═════ SUPPLIED PASSAGE

It is interesting that Google have never published a v1.00 version, which would have been considered stable... most probably because they are continually improving the models and framework.

Challenges with the MediaPipe models

If using the MediaPipe framework on a modern computer, all that is required is a "pip install mediapipe", and everything works out of the box !

The requirement to re-build the MediaPipe framework for a custom target, however, may be a challenge if not familiar with the Bazel build tools.

Re-training the models is not possible, since the dataset(s) used to train these models was never published by Google.

Deployment to specialized targets, which usually requires a sub-set of the training dataset presents the challenge of coming up with this data yourself.

Furthermore, many targets do not support the TF-Lite framework, so the models need to be converted to an alternate framework prior to deployment.

One example of this is OpenVINO, where the models are first converted to TensorFlow2 using PINTO's model conversion utilities, before being fed into the OpenVINO framework.

Another example I ran into was deploying to Vitis-AI, where I had to work with models that had been converted to Pytorch. But this is a subject for another project...

Still Relevant Today

In 2023, Google launched two open-source competitions on Kaggle, totaling $300, 000 in prizes.

Isolated Sign Language Recognition

https://www.kaggle.com/competitions/asl-signs/overview
Feb-May 2023
$100, 000 Prize

[Kaggle] Isolated Sign Language Recognition (📷: Kaggle)

Fingerspelling Recognition

https://www.kaggle.com/competitions/asl-fingerspelling
May-Aug 2023
$200, 000 Prize

[Kaggle] Fingerspelling Recognition (📷: Kaggle)

══════════

GOAL: Quote the passage on the MediaPipe framework and models, everything from "The requirement to" down to "the OpenVINO framework.". The data that comes next is separate material and has no connection to the passage above.

═════ GIVEN ENTRIES

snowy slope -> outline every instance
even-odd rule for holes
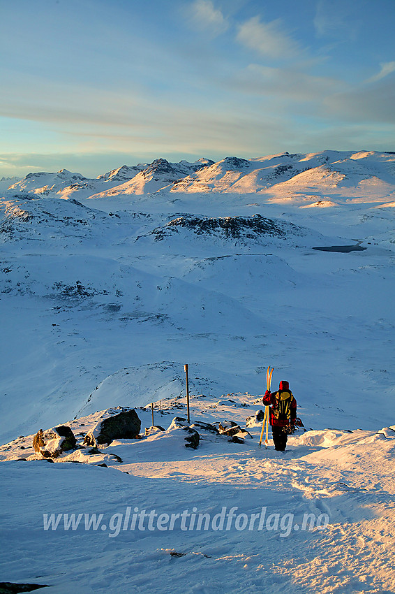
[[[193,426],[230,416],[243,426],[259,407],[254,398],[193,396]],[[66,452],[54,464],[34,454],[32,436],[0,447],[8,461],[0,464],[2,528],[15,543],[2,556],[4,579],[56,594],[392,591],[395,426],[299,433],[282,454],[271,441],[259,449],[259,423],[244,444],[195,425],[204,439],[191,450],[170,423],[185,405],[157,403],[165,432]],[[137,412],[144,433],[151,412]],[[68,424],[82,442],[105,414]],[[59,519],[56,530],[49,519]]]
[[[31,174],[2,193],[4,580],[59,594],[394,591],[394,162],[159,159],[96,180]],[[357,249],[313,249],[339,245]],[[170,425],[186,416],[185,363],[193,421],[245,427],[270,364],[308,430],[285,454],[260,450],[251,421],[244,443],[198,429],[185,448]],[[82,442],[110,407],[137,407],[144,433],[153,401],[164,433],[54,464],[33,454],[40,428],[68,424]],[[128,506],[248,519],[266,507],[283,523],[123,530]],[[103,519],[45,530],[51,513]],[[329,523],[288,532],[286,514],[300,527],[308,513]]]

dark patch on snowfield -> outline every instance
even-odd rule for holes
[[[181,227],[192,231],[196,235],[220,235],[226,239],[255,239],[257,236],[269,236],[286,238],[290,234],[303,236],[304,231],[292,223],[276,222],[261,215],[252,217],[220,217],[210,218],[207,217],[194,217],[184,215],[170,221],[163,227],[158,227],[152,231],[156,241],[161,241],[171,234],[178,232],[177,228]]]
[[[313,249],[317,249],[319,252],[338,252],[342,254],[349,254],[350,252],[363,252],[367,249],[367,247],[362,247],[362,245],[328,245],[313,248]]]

══════════

PROBLEM SOLUTION:
The requirement to re-build the MediaPipe framework for a custom target, however, may be a challenge if not familiar with the Bazel build tools.

Re-training the models is not possible, since the dataset(s) used to train these models was never published by Google.

Deployment to specialized targets, which usually requires a sub-set of the training dataset presents the challenge of coming up with this data yourself.

Furthermore, many targets do not support the TF-Lite framework, so the models need to be converted to an alternate framework prior to deployment.

One example of this is OpenVINO, where the models are first converted to TensorFlow2 using PINTO's model conversion utilities, before being fed into the OpenVINO framework.